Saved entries
----------

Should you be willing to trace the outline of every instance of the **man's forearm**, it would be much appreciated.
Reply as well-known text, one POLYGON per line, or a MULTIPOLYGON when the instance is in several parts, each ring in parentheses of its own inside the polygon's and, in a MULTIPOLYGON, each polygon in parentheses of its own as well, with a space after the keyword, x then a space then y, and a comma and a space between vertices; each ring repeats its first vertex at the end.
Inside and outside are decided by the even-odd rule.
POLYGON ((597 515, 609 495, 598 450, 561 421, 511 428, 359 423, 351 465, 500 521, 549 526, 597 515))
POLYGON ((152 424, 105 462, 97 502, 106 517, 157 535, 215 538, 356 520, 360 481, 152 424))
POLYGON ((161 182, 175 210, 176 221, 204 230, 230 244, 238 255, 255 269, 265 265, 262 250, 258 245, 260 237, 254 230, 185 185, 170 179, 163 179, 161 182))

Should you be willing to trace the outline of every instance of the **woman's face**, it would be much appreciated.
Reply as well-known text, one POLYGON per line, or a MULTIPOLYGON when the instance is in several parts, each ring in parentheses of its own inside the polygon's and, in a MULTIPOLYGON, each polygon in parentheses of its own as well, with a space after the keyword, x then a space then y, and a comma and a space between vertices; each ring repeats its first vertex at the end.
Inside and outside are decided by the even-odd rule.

----------

=== Instructions to follow ===
What number of lines in the data contain the word "appreciated"? Give the number and nothing else.

=== Solution to the problem ===
2